### TAREAS POR REALIZAR:
1 > Según el extracto sobre los acuerdos polémicos de los nuevos ayuntamientos, ¿por qué tiene razón la alcaldesa al retirar del salón de plenos la escultura de Juan Carlos I? Responde en una a tres oraciones.
2 > Prosigue el extracto sobre los acuerdos polémicos de los nuevos ayuntamientos a partir de su última oración.

### EXTRACTO PROPORCIONADO:
━━━━━━━━━━

A falta de asuntos de mayor enjundia, hecha la excepción del asunto de Cataluña, nos encontramos este verano, en todos los medios de comunicación, con noticias acerca de polémicos acuerdos, adoptados por los nuevos ayuntamientos, en el uso de sus atribuciones, aunque esta última afirmación es cuestionada por el gobierno de la nación. Ya pueden colegir los lectores que me refiero a todo el ruido que se ha organizado, con motivo de la retirada de retratos o esculturas del anterior Rey, o del actual; la inasistencia de alcaldes y concejales a festejos de la Iglesia católica, o al cambio de denominación de calles, plazas o polideportivos.

En relación al primer asunto, el de la retirada de una escultura del salón de plenos del Ayuntamiento de Barcelona que representa a Juan Carlos I, solo queda reconocer que tiene razón la alcaldesa, pues ya no es Jefe del Estado, y debería de haberla retirado el anterior alcalde, el convergente y hoy secesionista Xavier Trias. Cuestión aparte es el numerito de los concejales populares, pues es obvio que buscaban el minuto de gloria, en vez de actuar por los cauces legales reglamentarios, esos que tan dados son de señalar a los demás en ocasiones análogas. Sí parece que existe la obligación, validada incluso por varias sentencias, de poner el retrato del actual monarca en los salones de plenos, aunque, obviamente, a muchos no nos entusiasme la idea. Otro debate, en el caso de Barcelona, es si el salón en el que se reúnen los representantes de la ciudadanía tiene que estar presidido por un enorme retrato de la regente María Cristina de Habsburgo-Lorena, viuda de Alfonso XII, que mandó bastante en los años de la restauración borbónica, apoyada por la caverna católica, además de lucrarse de todos los grandes negocios y, como ha sido tradicional en esa familia, también saqueó las arcas públicas. El retrato, del pintor retratista Francesc Masriera, representa a la entonces reina regente con su hijo, niño aún, Alfonso XIII, monarca de funesta memoria, en particular para Cataluña. La nueva corporación tendrá que optar entre celebrar los plenos en otro lugar más funcional o enviar el cuadro a un lugar más apropiado, como lo es el Museo de Historia de Barcelona.

━━━━━━━━━━

### DATOS PROPORCIONADOS:
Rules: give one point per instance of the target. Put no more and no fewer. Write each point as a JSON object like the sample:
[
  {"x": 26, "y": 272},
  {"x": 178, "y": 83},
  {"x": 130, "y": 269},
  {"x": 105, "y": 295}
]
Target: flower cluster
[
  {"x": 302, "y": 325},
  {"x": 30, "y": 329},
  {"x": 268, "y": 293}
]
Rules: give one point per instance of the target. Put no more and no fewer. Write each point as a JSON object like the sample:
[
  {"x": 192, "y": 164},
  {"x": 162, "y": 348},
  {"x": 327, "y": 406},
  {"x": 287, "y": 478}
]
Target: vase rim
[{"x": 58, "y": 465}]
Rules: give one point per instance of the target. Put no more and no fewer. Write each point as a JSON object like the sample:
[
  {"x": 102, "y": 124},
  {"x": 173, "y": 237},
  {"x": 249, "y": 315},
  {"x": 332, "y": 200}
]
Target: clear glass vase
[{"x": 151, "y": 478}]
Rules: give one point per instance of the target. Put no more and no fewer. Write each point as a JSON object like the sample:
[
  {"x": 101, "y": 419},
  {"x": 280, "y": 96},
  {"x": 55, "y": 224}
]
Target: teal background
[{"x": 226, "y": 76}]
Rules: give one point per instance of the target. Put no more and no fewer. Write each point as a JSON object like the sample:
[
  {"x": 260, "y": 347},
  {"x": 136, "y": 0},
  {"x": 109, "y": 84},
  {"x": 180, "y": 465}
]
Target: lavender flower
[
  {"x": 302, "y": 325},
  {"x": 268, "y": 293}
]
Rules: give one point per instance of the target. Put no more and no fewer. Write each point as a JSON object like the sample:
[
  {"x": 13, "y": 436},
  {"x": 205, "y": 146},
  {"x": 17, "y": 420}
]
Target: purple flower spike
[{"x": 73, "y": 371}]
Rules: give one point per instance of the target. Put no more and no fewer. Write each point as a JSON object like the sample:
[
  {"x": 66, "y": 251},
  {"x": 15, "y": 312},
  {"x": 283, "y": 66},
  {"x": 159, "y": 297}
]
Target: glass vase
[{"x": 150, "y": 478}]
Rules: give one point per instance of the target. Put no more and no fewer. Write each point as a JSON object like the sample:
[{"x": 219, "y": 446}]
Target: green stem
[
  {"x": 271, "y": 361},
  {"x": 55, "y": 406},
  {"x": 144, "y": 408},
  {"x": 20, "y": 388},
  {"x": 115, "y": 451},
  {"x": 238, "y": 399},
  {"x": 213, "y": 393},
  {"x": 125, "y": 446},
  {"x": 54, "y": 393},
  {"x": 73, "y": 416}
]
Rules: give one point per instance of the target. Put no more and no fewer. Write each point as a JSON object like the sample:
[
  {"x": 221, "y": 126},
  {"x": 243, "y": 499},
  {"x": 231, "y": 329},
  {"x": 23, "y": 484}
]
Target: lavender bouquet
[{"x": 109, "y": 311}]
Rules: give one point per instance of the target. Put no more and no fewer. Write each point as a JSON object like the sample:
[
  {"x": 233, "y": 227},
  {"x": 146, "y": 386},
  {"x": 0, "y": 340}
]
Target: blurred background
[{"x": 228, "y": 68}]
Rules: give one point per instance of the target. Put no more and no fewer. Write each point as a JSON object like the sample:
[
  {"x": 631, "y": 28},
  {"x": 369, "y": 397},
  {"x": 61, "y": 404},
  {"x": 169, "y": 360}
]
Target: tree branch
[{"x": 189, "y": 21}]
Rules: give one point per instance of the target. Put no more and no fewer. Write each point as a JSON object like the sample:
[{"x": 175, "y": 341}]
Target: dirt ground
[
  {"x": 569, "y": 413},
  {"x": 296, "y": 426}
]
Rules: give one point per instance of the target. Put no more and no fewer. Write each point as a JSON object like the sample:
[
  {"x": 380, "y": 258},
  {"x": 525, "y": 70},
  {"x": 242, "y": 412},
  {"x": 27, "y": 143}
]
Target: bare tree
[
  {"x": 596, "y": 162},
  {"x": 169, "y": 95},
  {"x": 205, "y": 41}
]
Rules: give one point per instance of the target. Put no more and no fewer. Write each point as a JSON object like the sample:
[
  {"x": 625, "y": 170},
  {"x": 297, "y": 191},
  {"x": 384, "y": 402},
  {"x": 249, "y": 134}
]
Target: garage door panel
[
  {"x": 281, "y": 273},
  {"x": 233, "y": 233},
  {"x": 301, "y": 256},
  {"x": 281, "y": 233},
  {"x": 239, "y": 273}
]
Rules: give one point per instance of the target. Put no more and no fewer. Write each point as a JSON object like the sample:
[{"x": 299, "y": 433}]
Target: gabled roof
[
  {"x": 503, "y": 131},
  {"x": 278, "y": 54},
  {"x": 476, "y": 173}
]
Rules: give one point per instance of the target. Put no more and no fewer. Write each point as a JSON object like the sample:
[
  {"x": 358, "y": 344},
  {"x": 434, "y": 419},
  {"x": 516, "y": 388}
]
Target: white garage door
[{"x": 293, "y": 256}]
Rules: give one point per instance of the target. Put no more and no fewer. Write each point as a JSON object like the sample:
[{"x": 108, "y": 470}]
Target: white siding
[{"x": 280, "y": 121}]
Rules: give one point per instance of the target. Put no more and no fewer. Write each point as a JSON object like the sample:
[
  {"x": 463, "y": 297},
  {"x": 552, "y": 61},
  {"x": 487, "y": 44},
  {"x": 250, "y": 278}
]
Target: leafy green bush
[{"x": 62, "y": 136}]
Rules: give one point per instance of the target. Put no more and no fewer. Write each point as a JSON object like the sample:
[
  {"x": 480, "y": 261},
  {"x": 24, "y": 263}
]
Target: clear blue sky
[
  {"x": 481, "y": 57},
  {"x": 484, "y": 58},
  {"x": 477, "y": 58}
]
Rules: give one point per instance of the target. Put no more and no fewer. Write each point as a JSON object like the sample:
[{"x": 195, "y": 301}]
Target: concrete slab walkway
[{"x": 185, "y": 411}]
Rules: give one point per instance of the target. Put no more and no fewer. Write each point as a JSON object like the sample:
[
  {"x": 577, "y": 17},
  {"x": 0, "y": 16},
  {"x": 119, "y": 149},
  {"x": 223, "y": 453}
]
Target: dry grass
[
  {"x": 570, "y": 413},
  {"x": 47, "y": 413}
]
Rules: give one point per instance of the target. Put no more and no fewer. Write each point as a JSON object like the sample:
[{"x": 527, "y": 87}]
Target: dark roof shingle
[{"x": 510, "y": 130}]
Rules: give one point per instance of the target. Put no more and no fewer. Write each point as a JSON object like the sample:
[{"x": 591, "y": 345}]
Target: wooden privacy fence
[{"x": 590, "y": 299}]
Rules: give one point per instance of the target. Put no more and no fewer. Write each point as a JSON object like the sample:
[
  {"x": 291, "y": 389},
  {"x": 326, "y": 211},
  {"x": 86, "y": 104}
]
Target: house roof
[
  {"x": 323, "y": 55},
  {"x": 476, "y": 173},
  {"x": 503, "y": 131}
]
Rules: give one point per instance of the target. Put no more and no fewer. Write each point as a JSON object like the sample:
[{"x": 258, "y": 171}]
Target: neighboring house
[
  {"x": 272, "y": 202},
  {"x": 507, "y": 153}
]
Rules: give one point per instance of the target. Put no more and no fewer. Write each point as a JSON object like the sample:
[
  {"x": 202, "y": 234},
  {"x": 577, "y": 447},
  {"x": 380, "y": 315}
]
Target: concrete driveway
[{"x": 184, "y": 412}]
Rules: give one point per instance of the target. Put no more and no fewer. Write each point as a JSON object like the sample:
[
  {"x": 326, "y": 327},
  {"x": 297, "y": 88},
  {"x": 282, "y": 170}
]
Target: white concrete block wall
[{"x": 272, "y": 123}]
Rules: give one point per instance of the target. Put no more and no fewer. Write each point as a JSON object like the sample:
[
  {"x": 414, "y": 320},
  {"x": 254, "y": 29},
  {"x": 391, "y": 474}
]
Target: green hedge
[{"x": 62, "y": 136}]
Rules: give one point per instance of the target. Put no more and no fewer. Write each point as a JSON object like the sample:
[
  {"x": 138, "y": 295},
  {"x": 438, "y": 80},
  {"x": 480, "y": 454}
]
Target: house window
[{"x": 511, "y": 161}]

━━━━━━━━━━

### RESPUESTAS ESPERADAS:
1 > Tiene razón porque Juan Carlos I ya no es Jefe del Estado. Por ese mismo motivo, la escultura debería haberla retirado ya el anterior alcalde, Xavier Trias.

2 >
También es cierto, y se ha dicho, que existe exceso de referencias monárquicas en calles y lugares públicos de la ciudad condal, pero esto es algo que no solo ocurre en la capital catalana, pues no hay más entrar a Madrid por cualquiera de las carreteras nacionales para encontrarnos con hospitales, universidades, o grandes avenidas en los pueblos de la periferia, que hacen referencia a miembros, o ex miembros, de la Familia Real. Ignoro los méritos profesionales de las infantas Elena, Cristina, y también Leonor, para que grandes hospitales lleven sus nombres; o los méritos académicos del rey emérito, Juan Carlos de Borbón, para que una universidad se denomine Rey Juan Carlos. Parece más bien que estas alcaldadas obedecen a una vergonzosa y lacayuna tradición, la de lamer el culo o hincar la cerviz ante el Borbón de turno, por la clase política de la transición y las siguientes hornadas de gürtelidos y púnicos. Puestos a dar nombres adecuados a las instituciones públicas, sería lógico que, tal y como ya existen hospitales denominados Ramón y Cajal y Gregorio Marañón, algún otro llevase el nombre del eminente científico don Juan Negrín, o el del doctor Manuel Márquez, con grandes descubrimientos en su haber, en el terreno de la oftalmología. Por si en nuestra tierra no se les ocurre que nombre poner al nuevo hospital de Toledo, decirles que el eminente oftalmólogo y catedrático era toledano. En el caso de las universidades no era costumbre, hasta no hace mucho, que llevasen el nombre de un rey, un santo o un escritor; pero puestos a dar denominaciones adecuadas sería más lógico que alguna universidad llevase el nombre del fundador de la Institución Libre de Enseñanza, don Francisco Giner de los Ríos, o el del historiador don Américo Castro.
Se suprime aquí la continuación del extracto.